#### RECORDS TO USE ####

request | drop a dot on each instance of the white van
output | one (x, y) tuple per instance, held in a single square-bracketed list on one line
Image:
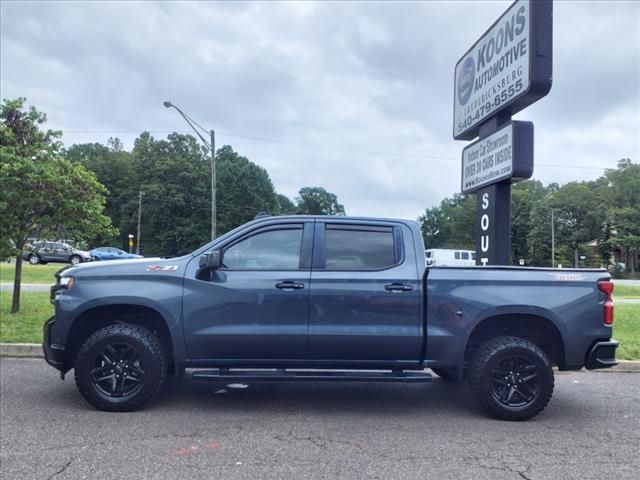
[(443, 257)]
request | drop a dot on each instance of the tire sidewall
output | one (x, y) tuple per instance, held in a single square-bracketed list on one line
[(154, 368), (542, 370), (481, 378)]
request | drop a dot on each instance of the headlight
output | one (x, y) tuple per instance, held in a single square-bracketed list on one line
[(67, 282)]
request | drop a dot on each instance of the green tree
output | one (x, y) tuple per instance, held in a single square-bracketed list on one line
[(114, 168), (285, 205), (174, 178), (451, 224), (524, 198), (244, 190), (578, 215), (42, 193), (620, 191), (317, 201)]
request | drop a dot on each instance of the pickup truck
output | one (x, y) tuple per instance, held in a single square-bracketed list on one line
[(326, 298)]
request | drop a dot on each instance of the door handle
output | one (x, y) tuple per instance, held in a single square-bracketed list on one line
[(398, 287), (287, 285)]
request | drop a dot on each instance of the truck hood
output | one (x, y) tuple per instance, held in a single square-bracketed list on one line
[(133, 266)]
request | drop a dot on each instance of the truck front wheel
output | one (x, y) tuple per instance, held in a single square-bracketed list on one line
[(511, 378), (120, 367)]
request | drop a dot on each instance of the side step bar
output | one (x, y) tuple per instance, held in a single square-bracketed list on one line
[(226, 375)]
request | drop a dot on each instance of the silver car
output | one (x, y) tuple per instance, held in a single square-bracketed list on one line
[(44, 252)]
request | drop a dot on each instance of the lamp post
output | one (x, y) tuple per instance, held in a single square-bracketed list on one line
[(212, 149)]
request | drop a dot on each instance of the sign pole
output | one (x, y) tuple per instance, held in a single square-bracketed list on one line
[(507, 69)]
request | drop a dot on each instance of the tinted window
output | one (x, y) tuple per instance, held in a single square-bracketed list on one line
[(271, 250), (352, 249)]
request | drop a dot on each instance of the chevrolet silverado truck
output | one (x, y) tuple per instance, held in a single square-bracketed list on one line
[(326, 298)]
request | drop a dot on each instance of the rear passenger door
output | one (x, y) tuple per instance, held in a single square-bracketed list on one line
[(365, 302)]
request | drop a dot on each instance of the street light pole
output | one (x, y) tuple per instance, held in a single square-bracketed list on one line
[(213, 185), (212, 150), (553, 240), (139, 219)]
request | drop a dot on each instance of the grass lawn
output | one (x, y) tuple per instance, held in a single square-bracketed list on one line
[(26, 326), (626, 329), (31, 273), (626, 291)]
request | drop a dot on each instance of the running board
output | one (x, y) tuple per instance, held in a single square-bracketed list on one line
[(226, 375)]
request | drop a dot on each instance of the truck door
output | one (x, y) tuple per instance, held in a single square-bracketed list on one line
[(365, 293), (256, 305)]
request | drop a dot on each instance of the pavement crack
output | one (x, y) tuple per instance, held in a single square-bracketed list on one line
[(66, 465)]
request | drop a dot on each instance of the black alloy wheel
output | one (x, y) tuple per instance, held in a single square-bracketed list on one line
[(511, 378), (120, 367), (118, 371), (514, 381)]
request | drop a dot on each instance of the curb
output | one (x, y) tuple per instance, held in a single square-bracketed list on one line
[(29, 350), (34, 350)]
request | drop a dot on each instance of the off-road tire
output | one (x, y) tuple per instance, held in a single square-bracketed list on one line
[(446, 375), (484, 379), (152, 360)]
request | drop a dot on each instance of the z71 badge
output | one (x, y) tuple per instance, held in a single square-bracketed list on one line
[(162, 268)]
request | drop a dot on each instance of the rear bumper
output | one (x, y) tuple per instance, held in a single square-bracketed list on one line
[(602, 355), (53, 353)]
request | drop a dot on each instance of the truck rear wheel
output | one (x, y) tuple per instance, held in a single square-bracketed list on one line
[(511, 378), (120, 368)]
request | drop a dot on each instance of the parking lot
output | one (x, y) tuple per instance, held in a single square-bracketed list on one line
[(591, 430)]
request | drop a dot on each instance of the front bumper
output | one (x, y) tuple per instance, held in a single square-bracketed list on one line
[(53, 353), (602, 355)]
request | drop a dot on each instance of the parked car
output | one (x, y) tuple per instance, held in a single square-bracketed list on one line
[(111, 253), (316, 298), (443, 257), (45, 251)]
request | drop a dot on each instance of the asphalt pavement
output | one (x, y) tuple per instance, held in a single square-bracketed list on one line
[(315, 430)]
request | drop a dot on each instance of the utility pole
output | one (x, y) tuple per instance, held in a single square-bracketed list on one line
[(212, 149), (553, 240), (139, 219), (213, 185)]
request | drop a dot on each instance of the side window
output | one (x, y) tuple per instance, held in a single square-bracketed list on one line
[(268, 250), (366, 248)]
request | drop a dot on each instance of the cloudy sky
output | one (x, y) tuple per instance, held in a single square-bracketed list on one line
[(352, 96)]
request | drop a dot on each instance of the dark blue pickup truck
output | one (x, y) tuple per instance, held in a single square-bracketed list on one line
[(326, 298)]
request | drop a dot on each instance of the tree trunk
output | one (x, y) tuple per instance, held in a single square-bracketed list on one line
[(15, 304)]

####

§ THE PROBLEM: Starting at the line that contains "request | drop a dot on each instance of the cloudy", copy each line through the last one in the records, exactly, and output nothing else.

§ ANSWER BELOW:
request | drop a dot on each instance of the cloudy sky
output | one (x, y) tuple per instance, held in a single square-bracketed list on one line
[(352, 96)]
request | drop a dot on each instance of the dark blue pickup truck
output | one (x, y) tuple per instance, held in a single square-bracketed list on one line
[(326, 298)]
request | drop a dot on each instance of the tree trunk
output | one (x, y) tuple per instance, held in a single square-bracketed list on one line
[(15, 304)]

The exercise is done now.